# [Task objective]
Report each line in the records below that contains the string "hand", copying every such line in full.

# [Excerpts from a detection dataset]
··········

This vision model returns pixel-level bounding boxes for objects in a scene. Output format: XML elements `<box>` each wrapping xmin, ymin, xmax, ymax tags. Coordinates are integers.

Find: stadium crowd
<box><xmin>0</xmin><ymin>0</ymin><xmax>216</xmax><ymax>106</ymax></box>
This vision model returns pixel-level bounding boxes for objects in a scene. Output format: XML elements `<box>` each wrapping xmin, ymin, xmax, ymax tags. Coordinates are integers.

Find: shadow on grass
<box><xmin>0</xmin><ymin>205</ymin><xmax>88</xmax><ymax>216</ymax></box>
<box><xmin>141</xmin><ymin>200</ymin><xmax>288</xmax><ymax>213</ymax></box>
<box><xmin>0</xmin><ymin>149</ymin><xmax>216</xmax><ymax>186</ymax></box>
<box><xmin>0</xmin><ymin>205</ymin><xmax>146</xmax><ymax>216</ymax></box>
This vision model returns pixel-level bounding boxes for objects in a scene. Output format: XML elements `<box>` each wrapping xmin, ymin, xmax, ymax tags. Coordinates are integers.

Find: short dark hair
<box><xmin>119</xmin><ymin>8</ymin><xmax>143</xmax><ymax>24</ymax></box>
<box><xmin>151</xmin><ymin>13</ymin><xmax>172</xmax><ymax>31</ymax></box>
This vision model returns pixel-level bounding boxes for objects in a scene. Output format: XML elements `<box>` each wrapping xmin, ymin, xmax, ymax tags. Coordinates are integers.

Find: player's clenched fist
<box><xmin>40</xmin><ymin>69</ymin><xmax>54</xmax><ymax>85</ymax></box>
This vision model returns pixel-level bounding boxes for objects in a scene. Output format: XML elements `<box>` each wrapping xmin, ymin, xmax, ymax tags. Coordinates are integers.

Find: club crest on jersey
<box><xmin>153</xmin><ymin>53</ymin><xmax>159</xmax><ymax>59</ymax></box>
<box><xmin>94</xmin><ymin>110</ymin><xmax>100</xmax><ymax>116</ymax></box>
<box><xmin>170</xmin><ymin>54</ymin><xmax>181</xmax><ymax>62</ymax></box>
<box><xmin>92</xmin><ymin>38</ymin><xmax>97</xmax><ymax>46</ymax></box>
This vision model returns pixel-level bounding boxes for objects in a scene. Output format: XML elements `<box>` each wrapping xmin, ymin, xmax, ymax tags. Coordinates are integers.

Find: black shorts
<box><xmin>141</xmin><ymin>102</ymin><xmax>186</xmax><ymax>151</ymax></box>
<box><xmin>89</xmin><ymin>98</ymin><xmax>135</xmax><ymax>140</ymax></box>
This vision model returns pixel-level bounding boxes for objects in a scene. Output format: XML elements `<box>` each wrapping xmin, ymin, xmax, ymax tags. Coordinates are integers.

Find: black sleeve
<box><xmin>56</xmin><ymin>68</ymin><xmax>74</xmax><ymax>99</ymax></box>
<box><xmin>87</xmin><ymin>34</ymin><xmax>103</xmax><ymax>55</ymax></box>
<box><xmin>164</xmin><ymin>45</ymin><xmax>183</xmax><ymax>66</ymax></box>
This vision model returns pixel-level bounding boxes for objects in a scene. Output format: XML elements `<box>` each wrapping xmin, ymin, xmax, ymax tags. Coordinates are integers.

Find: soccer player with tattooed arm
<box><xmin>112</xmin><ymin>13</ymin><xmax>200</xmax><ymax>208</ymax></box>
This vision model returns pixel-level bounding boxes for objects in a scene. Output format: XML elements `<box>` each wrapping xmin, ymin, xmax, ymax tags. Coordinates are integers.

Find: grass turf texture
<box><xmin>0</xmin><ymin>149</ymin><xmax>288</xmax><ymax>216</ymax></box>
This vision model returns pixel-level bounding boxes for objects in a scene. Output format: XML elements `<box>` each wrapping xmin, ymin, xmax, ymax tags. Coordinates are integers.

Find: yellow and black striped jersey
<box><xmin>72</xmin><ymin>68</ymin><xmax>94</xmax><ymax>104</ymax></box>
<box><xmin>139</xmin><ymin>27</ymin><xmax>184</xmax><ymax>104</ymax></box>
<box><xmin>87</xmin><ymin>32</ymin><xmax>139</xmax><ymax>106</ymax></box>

··········

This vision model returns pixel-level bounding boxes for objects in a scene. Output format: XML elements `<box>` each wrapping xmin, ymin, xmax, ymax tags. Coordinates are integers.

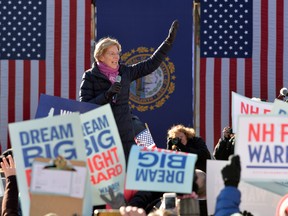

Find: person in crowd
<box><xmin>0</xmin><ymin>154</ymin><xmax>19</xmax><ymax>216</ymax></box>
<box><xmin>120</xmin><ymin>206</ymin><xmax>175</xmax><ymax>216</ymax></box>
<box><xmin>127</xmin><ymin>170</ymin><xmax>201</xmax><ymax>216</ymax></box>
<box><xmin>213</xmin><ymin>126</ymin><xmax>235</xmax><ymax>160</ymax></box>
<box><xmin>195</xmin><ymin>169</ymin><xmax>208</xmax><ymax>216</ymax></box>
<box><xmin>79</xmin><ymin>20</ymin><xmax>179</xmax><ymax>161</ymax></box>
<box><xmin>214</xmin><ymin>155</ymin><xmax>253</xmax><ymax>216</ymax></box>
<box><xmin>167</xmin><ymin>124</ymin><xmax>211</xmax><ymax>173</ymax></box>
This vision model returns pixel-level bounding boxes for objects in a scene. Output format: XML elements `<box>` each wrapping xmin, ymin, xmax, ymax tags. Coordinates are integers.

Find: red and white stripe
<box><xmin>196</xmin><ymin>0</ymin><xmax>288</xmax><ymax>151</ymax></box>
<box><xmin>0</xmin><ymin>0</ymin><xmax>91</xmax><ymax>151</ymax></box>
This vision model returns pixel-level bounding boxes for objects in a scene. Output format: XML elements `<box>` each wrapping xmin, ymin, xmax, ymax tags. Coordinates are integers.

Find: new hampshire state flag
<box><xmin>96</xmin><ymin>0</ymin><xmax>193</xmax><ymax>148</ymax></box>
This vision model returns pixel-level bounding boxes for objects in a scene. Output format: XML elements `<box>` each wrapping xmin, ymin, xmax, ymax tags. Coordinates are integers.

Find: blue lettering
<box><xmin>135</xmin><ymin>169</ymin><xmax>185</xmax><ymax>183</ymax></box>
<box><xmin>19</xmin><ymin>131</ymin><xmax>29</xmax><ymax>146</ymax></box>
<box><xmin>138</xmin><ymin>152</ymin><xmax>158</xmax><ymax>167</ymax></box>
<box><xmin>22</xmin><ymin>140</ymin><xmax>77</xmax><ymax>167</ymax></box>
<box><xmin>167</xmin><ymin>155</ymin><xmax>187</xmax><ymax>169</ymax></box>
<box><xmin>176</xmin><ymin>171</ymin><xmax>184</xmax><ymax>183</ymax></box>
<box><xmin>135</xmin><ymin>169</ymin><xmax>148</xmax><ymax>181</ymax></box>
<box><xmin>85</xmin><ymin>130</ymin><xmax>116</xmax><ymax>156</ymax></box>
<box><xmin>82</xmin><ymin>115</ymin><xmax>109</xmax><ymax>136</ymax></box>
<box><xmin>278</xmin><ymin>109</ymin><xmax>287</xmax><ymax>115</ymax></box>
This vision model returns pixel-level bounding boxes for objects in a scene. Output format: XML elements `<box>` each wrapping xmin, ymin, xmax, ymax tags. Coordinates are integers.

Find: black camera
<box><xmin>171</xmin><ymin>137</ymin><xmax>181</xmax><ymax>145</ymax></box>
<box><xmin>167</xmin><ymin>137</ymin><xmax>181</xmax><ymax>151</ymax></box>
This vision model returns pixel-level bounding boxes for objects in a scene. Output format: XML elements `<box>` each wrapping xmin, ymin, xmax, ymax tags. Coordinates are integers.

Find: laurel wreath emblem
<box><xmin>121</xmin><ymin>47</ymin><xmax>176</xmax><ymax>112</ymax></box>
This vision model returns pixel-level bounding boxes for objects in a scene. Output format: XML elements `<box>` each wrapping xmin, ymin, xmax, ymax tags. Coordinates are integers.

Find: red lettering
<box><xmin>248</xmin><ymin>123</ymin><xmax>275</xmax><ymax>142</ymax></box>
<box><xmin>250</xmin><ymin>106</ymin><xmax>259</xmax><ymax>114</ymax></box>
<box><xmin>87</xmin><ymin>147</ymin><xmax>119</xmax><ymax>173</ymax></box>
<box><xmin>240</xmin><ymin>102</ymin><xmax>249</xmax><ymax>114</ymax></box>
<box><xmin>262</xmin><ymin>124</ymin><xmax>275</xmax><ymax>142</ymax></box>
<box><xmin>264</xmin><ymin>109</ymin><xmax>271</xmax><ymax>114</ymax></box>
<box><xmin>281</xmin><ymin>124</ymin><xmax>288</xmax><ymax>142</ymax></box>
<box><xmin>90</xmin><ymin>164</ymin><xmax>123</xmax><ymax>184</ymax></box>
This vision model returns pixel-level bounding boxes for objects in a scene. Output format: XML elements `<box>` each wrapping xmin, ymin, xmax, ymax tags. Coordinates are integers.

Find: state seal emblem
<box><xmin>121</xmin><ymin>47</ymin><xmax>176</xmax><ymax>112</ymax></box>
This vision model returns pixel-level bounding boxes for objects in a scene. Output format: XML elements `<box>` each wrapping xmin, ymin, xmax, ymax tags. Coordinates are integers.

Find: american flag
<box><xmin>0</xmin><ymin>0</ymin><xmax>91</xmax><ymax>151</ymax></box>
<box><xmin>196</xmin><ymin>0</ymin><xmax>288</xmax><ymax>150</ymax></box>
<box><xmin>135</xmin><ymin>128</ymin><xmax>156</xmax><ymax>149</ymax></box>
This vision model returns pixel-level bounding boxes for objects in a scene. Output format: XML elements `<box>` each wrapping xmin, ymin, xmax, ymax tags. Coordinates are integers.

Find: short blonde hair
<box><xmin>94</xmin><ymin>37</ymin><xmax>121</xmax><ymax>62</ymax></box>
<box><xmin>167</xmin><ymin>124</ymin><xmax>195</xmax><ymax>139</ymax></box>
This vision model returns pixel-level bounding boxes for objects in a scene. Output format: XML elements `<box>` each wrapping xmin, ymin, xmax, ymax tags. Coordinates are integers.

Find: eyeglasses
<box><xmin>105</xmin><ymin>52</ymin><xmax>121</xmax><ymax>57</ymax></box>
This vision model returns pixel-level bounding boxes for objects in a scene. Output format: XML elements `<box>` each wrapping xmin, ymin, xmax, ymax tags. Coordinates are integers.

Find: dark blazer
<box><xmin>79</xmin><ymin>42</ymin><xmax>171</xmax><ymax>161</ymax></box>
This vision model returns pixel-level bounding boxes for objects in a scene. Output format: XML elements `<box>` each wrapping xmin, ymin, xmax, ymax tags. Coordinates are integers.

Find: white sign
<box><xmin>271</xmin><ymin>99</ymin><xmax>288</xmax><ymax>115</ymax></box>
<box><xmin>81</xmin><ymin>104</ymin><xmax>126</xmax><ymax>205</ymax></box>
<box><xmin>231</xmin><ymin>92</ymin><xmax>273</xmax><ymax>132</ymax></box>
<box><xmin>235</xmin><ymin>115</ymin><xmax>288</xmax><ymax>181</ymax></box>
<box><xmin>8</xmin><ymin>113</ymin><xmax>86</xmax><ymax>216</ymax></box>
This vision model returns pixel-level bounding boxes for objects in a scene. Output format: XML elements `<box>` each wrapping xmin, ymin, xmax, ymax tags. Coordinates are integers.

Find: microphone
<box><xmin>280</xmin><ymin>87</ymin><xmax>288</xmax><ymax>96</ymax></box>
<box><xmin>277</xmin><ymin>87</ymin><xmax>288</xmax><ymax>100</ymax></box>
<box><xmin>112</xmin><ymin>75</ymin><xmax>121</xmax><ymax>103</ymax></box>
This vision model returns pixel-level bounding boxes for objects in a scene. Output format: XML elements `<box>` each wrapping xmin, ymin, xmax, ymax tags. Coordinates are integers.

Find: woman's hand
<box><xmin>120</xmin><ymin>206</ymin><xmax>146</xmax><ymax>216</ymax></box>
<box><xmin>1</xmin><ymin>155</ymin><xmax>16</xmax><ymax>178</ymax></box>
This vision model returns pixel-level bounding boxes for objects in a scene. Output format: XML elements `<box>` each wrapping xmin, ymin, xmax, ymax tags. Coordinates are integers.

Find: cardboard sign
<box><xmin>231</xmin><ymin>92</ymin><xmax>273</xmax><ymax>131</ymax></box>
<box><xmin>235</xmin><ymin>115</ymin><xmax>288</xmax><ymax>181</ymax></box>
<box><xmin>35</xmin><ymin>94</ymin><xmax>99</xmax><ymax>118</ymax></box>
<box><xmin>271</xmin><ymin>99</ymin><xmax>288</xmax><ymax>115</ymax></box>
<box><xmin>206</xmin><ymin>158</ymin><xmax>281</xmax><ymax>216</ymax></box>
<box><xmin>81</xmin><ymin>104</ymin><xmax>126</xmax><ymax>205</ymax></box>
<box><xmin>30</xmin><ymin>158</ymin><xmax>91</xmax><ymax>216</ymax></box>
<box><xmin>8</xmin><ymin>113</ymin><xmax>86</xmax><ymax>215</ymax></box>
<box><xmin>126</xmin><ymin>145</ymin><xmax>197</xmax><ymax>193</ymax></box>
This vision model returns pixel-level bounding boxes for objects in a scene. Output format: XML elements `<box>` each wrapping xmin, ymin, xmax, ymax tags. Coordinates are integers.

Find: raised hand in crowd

··········

# [Final result]
Find: woman's hand
Find: raised hand in crowd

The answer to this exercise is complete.